▸ **Problem description**
Copy out, word for word, the full passage about meeting Mother at Jairambati.

▸ **Text under study**
* * * * * * * * *

After I had had a wash the attendant monk led me to the next room. There was a mat, a glass of water, a heap of puffed rice on a plate and pudding made with the juice of the palmyra-fruit. With my head bent and my mind pre-occupied with thoughts of Mother, I finished it all. How wonderful it tasted, like nectar! I had had puffed rice with palmyra-fruit pudding so many times before but never had it seemed so delicious.

At Jairambati Mother seemed to be really motherlike. In a white sari, grey with use, she stood awaiting my arrival with such love and compassion! When I had seen her about ten months ago at 'Mother's House' in Baghbazar she had not seemed so close.

A little later I went again to Mother. She was sitting in the verandah outside her room, her legs stretched out, and cutting vegetables. After touching her feet I sat beside her and read out the letter from Mahapurush Maharaj. She enquired after Tarak's (Mahapurush Maharaj's) welfare and questioned me with much solicitude about our famine-relief work. Regarding the initiation she said, 'My child, tomorrow is an auspicious day (perhaps it was Janmashtami), so tomorrow I shall impart initiation to you. Don't eat anything in the morning. After your bath, wait. I shall call you when it is time.' Then she asked me to offer pranams in the adjoining room where she performed puja.

* * * * * * * * *

▸ **Records provided**
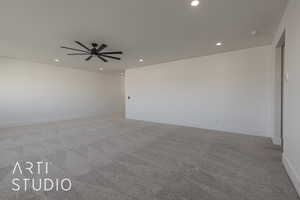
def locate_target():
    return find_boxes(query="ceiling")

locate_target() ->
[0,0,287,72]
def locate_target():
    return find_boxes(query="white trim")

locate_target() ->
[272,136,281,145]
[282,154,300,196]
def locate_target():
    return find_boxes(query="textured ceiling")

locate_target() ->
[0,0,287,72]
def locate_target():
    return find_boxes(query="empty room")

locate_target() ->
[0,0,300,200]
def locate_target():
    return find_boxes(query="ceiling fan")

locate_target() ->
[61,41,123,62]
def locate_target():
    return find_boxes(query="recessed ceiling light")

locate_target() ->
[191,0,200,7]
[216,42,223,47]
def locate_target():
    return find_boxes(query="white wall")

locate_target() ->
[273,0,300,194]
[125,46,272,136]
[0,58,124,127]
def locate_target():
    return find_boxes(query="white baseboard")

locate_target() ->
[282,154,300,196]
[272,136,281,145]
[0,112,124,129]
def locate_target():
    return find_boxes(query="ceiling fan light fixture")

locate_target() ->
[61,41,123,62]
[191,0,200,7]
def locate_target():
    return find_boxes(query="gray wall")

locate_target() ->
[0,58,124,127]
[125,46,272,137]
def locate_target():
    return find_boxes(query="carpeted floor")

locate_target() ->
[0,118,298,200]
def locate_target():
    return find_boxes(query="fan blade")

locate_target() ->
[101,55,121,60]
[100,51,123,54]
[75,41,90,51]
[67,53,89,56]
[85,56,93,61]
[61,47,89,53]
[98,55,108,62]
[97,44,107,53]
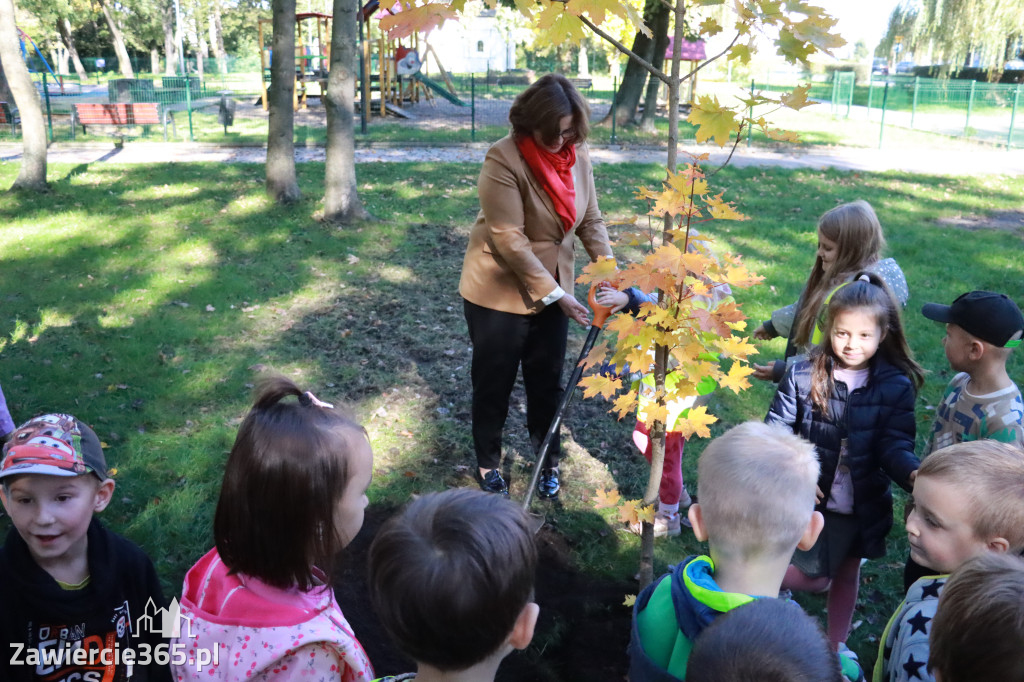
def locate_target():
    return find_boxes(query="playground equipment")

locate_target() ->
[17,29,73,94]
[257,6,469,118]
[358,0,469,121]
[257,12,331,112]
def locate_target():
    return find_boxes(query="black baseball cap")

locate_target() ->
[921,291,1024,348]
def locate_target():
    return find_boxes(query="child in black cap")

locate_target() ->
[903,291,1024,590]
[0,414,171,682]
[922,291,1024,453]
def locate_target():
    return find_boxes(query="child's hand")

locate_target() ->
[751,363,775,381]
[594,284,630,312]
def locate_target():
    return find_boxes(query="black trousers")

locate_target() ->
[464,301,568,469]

* * * * * * * * *

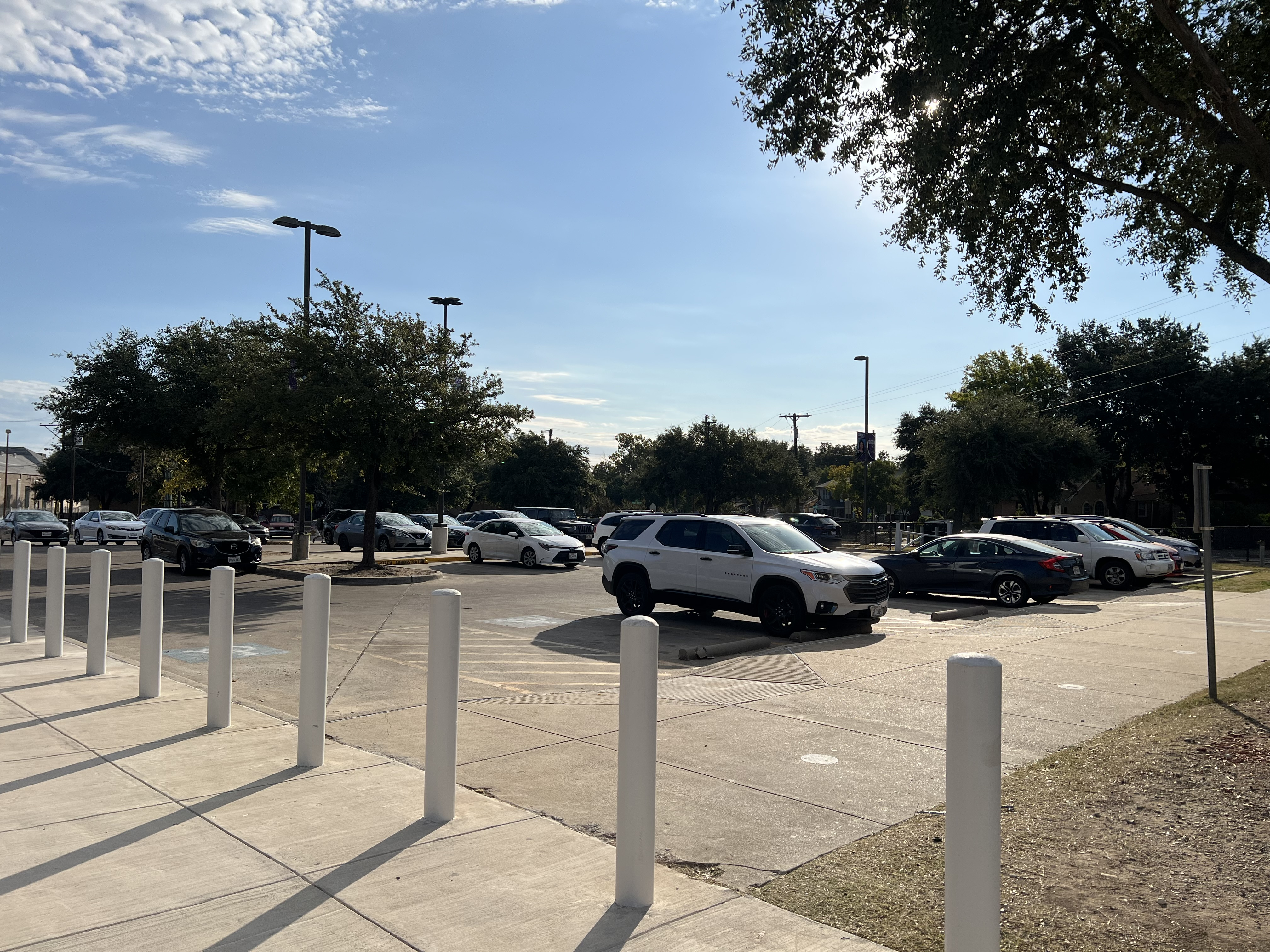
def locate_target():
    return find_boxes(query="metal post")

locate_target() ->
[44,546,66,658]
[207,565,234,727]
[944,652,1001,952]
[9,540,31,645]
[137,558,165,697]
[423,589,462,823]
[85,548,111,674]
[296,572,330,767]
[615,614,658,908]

* * * * * * * * *

▸ **Solution to this task**
After I had had a wash the attendant monk led me to the next room. There was a mat, a glass of water, a heap of puffed rice on a plate and pudding made with the juice of the palmyra-fruit. With my head bent and my mind pre-occupied with thoughts of Mother, I finished it all. How wonderful it tasted, like nectar! I had had puffed rice with palmyra-fruit pudding so many times before but never had it seemed so delicious.

At Jairambati Mother seemed to be really motherlike. In a white sari, grey with use, she stood awaiting my arrival with such love and compassion! When I had seen her about ten months ago at 'Mother's House' in Baghbazar she had not seemed so close.

A little later I went again to Mother. She was sitting in the verandah outside her room, her legs stretched out, and cutting vegetables. After touching her feet I sat beside her and read out the letter from Mahapurush Maharaj. She enquired after Tarak's (Mahapurush Maharaj's) welfare and questioned me with much solicitude about our famine-relief work. Regarding the initiation she said, 'My child, tomorrow is an auspicious day (perhaps it was Janmashtami), so tomorrow I shall impart initiation to you. Don't eat anything in the morning. After your bath, wait. I shall call you when it is time.' Then she asked me to offer pranams in the adjoining room where she performed puja.